Consegna 1: Riscrivi il brano di partenza dalle parole "Cercavo di trovare" fino a "anima un monolito." incluse, sostituendo "guru" con "santoni".
Consegna 2: Secondo il brano di partenza, in quale città la voce narrante era ospite dell'amica Franca?
Consegna 3: Prosegui il brano di partenza sull'Io spirituale e sulla pittura a partire dalla sua ultima frase.

Brano di partenza:
L’Io spirituale dell’uomo, la sua essenza immortale che sempre torna sulla Terra per sperimentare e per evolversi, si rafforza man mano che l’io ordinario umano supera la proprio natura egoistica, affrontando il quotidiano in maniera altruistica, sviluppando senso di responsabilità, devozione, creatività e fantasia morale.

 

L’egoismo inizia ad affacciarsi in genere con l’adolescenza. Terminato il rapporto di dipendenza dai genitori, ci si vuole affrancare, affermando la propria individualità ancora in formazione ma già esigente spazi interiori e di movimento esteriore. Non ho fatto eccezione a suo tempo, e questo inaridimento coinvolgeva non solo l’affettività familiare ma soprattutto la religione, dalla quale avevo operato un distacco totale e ipercritico. Non trovavo le risposte che andavo facendo e delle quali nell’infanzia mi ero accontentata, accettandole e vivendo addirittura momenti di grande fede, di appassionato misticismo, infantile ma molto sentito.

 

Ero diventata un’agnostica e rifuggivo ogni manifestazione esteriore religiosa, come le cerimonie, alle quali alle volte dovevo partecipare, in occasione di comunioni o matrimoni di amici o parenti, che oltre ad annoiarmi finivano con l’indispettirmi.

 

Cercavo di trovare un succedaneo a qualcosa che evidentemente, pur senza accorgermene, mi mancava. Come è accaduto per molti, mi ero rivolta ai testi orientali e ai vari maestri e guru che passavano per Roma come meteore, raccogliendo soprattutto fondi e distribuendo una saggezza sclerotizzata, liofilizzata, arida, che non riusciva a sciogliere quel blocco che aveva fatto della mia anima un monolito.

 

L’arte occupava ogni mio pensiero, a parte lo studio e subito dopo il lavoro. Attraverso la pittura pensavo di esprimere qualcosa che urgeva dentro di me, e che tentavo di comprendere io per prima. In uno dei periodi che passai a Parigi, ospite di una cara amica italiana, Franca, pittrice di grande talento, dipingevo con lei argomentando sull’arte. Aveva sistemato un cavalletto per me vicino al suo, e cercava di spingermi a cambiare il mio modo di dipingere, sempre poco materico e molto sfumato, verso una corposità che riteneva essenziale per l’epoca.

Righe:
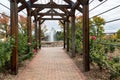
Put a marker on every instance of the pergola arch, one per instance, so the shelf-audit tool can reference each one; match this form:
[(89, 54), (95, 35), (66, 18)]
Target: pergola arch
[(34, 9)]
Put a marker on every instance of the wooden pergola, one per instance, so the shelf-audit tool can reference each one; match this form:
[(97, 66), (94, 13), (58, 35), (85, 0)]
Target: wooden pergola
[(34, 9)]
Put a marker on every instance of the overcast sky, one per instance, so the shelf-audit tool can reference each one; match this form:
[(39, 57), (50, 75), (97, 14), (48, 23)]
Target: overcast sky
[(114, 14)]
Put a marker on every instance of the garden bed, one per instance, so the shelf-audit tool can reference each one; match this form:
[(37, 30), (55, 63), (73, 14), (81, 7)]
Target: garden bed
[(6, 74), (95, 73)]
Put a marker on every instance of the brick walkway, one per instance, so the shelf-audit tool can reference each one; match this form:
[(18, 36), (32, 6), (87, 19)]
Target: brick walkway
[(51, 64)]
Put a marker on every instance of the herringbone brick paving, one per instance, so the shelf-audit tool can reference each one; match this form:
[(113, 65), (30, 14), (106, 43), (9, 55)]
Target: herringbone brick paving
[(51, 64)]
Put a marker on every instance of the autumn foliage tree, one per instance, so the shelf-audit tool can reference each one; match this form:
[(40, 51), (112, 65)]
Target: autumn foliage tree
[(96, 26)]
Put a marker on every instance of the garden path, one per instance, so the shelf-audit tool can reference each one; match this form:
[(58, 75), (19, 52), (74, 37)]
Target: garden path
[(51, 64)]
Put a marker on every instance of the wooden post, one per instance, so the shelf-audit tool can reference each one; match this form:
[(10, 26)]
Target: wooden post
[(64, 34), (29, 31), (39, 34), (73, 36), (14, 34), (67, 25), (36, 32), (86, 35)]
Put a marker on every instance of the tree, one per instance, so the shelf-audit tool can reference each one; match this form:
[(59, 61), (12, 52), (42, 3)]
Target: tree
[(96, 26)]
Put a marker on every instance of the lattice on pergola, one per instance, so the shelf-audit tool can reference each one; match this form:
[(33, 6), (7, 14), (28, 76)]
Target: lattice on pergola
[(41, 8)]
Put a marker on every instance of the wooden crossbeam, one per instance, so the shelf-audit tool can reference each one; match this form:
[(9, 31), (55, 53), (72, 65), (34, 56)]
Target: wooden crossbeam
[(75, 5), (25, 4), (49, 6), (54, 14), (52, 19)]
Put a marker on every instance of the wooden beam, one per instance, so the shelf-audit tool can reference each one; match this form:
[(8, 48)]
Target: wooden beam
[(73, 35), (75, 5), (14, 34), (67, 25), (50, 6), (39, 33), (29, 30), (42, 21), (64, 35), (54, 14), (25, 4), (36, 32), (86, 63)]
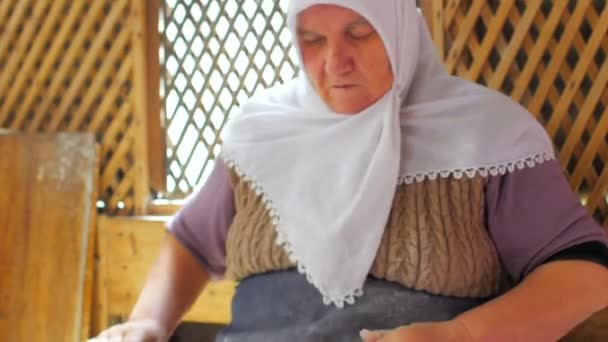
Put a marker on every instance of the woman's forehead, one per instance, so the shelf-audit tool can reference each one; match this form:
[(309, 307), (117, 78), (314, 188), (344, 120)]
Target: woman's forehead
[(325, 16)]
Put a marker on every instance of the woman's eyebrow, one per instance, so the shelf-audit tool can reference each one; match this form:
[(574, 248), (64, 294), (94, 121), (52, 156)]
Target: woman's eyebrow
[(302, 31), (360, 21)]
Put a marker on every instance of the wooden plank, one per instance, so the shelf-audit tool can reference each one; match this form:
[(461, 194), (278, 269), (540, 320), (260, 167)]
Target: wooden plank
[(156, 132), (130, 246), (46, 215), (140, 105)]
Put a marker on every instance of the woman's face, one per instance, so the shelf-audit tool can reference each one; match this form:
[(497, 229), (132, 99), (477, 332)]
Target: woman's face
[(344, 57)]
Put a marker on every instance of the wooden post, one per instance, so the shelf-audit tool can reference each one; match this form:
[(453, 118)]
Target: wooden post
[(140, 105)]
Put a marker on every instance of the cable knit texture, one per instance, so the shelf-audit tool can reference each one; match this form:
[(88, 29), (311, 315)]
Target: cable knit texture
[(435, 239)]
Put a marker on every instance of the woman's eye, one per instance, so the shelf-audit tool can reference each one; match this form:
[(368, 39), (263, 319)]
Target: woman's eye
[(314, 41), (361, 32)]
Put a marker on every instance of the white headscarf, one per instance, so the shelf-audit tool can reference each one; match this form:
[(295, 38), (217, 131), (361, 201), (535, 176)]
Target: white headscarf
[(328, 180)]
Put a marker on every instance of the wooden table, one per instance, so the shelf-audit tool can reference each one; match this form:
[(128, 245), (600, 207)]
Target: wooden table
[(47, 213)]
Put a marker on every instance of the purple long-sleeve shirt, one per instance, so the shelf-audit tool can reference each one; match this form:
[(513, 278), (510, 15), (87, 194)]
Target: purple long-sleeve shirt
[(531, 214)]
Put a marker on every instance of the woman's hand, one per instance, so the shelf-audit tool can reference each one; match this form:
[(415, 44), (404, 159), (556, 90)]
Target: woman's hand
[(421, 332), (145, 330)]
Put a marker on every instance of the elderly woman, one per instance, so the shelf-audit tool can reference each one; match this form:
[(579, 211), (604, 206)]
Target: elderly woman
[(377, 196)]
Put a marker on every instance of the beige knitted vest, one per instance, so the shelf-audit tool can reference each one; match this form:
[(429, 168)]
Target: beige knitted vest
[(435, 239)]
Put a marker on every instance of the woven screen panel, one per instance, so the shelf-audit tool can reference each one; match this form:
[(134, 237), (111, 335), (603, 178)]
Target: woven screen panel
[(214, 55), (551, 57), (69, 66)]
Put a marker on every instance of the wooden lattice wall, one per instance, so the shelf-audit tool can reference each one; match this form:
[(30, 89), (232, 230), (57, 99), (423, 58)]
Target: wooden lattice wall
[(79, 65), (551, 57)]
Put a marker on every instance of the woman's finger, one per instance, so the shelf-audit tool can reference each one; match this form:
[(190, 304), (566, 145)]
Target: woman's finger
[(371, 336)]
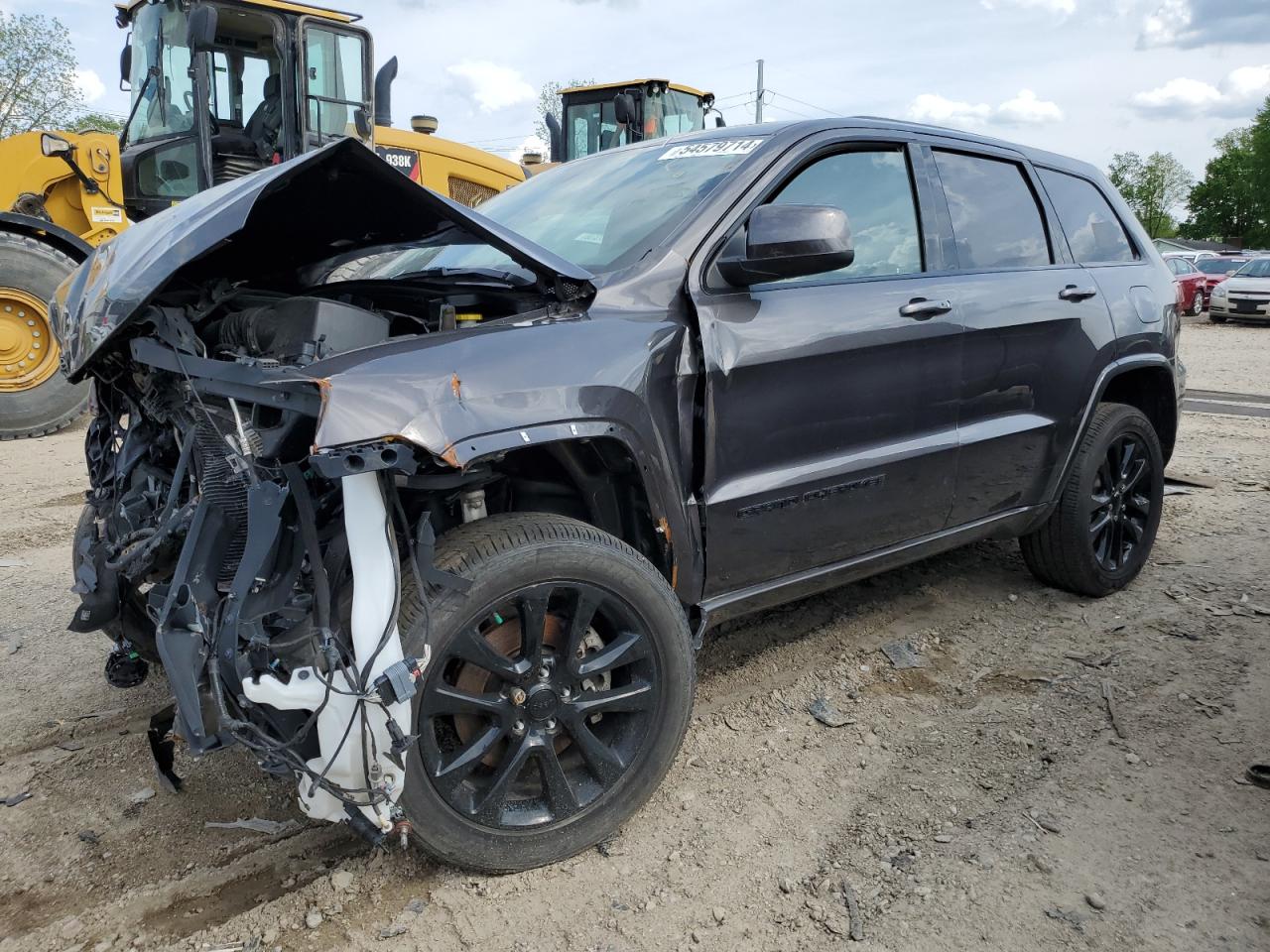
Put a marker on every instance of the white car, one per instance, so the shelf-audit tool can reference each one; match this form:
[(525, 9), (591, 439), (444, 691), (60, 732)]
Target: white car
[(1245, 295)]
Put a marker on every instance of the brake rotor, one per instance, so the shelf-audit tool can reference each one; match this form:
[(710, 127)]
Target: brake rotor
[(28, 353)]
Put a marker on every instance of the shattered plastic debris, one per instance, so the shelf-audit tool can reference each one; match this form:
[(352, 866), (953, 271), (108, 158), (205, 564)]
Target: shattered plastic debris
[(903, 654), (255, 825), (826, 714)]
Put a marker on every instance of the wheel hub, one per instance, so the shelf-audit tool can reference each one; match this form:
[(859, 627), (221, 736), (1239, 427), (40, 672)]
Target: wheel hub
[(28, 354), (543, 703)]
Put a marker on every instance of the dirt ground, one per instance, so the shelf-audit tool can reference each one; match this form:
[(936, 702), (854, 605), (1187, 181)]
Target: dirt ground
[(983, 801)]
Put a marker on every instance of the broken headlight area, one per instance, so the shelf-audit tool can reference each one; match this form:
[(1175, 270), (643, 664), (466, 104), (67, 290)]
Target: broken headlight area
[(262, 574)]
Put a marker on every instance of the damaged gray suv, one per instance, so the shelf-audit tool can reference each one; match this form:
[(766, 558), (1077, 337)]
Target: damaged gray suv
[(430, 509)]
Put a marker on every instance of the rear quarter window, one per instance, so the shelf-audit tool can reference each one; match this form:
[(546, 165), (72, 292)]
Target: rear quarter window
[(996, 218), (1093, 231)]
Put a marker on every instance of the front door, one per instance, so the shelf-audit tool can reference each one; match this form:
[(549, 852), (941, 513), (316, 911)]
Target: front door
[(830, 400)]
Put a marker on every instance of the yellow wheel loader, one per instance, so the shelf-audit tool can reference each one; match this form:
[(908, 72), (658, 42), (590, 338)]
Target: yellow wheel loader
[(220, 89), (610, 114)]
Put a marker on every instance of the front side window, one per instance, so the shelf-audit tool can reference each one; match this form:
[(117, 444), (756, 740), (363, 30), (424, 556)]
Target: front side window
[(875, 189), (671, 112), (1093, 231), (1260, 268), (996, 218), (603, 213), (592, 127), (163, 90), (335, 87)]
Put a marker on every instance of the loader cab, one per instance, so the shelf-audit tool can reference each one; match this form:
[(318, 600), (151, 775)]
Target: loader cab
[(222, 89), (598, 118)]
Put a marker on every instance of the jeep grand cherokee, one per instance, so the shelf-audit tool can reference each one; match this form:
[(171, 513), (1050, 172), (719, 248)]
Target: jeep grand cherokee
[(431, 508)]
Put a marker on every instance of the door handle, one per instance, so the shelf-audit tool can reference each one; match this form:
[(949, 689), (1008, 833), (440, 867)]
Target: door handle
[(922, 309), (1075, 294)]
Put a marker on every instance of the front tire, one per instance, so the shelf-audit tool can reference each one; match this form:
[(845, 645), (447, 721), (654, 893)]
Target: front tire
[(1100, 535), (557, 697)]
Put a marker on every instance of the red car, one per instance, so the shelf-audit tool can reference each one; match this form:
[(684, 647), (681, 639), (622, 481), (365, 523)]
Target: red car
[(1191, 282), (1218, 270)]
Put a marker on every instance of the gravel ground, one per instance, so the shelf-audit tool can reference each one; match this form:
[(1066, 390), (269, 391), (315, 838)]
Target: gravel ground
[(983, 801)]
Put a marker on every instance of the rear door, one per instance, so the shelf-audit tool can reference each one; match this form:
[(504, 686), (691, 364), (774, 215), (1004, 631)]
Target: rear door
[(830, 400), (1034, 322)]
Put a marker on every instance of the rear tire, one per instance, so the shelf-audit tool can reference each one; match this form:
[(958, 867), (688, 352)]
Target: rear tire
[(536, 720), (33, 268), (1100, 535)]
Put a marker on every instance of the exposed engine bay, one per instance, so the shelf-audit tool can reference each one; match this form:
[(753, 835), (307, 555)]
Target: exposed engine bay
[(220, 547)]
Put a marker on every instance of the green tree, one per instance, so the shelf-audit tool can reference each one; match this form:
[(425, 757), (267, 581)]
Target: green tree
[(1153, 186), (549, 102), (1224, 204), (37, 75)]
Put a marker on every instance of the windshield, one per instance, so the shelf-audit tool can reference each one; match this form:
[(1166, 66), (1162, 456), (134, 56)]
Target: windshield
[(1216, 266), (160, 73), (603, 213), (1259, 268)]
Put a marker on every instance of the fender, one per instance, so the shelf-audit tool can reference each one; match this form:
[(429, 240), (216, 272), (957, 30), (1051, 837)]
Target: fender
[(1110, 372), (64, 241), (467, 397)]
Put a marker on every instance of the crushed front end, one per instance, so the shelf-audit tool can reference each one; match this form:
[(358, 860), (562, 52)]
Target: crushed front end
[(262, 571)]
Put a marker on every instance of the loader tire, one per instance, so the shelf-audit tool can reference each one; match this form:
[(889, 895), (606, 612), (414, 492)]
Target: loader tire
[(35, 398)]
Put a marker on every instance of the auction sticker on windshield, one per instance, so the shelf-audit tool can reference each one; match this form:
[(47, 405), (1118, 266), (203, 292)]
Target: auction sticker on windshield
[(724, 146)]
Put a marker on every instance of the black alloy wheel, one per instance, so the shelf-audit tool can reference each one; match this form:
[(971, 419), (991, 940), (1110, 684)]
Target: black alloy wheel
[(540, 706), (557, 696), (1120, 506)]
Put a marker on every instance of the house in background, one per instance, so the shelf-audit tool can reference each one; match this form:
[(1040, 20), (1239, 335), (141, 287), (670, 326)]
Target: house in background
[(1188, 248)]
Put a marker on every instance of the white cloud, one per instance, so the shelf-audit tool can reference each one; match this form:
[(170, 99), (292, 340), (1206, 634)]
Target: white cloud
[(939, 111), (1239, 93), (89, 85), (1024, 109), (532, 144), (1060, 7), (493, 86)]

Risposta 1:
Cercavo di trovare un succedaneo a qualcosa che evidentemente, pur senza accorgermene, mi mancava. Come è accaduto per molti, mi ero rivolta ai testi orientali e ai vari maestri e santoni che passavano per Roma come meteore, raccogliendo soprattutto fondi e distribuendo una saggezza sclerotizzata, liofilizzata, arida, che non riusciva a sciogliere quel blocco che aveva fatto della mia anima un monolito.

Risposta 2: A Parigi.

Risposta 3:
 

Valle della Loira, il castello di Chenonceau

Valle della Loira, il castello di Chenonceau

Un giorno mi propose di fare il giro dei castelli della Loira. Il marito ci mise a disposizione una piccola due cavalli della Citroen, che nonostante la limitata cilindrata reggeva benissimo il continuo saliscendi delle strade in Francia degli anni Cinquanta e inizio Sessanta. Fu un viaggio di grande interesse dal punto di vista culturale, anche se il mio animo proprio in quel periodo sembrava indurirsi ogni giorno di piú.

 

Franca mi chiese se me la sentivo di guidare per un percorso piú lungo. Voleva andare a Lourdes. Considerava una notevole esperienza per entrambe esaminare da vicino il fervore delle persone che lei giudicava inebetite dall’“oppio dei popoli”, credulone e addormentate mentalmente, sicure di ricorrere a un aiuto sognato e fantasticato, là dove la scienza aveva detto chiaramente che ormai non c’era piú nulla da fare. Accettai la proposta, e con quel fine, che aveva del blasfemo, guidai per tutti quei chilometri, dalla valle della Loira fino ai piedi dei Pirenei, a Lourdes.

 

Il Santuario di Lourdes

Il Santuario di Lourdes

Arrivammo di notte e trovammo con difficoltà una sistemazione. Il paese rigurgitava di visitatori, di fedeli e soprattutto di malati. Una pensione un po’ fuori mano ci rimediò una minuscola camera con un letto singolo e un piccolo divano da due posti, dove tentai di arrangiarmi, e solo per la grande stanchezza riuscii tutta accucciata ad addormentarmi.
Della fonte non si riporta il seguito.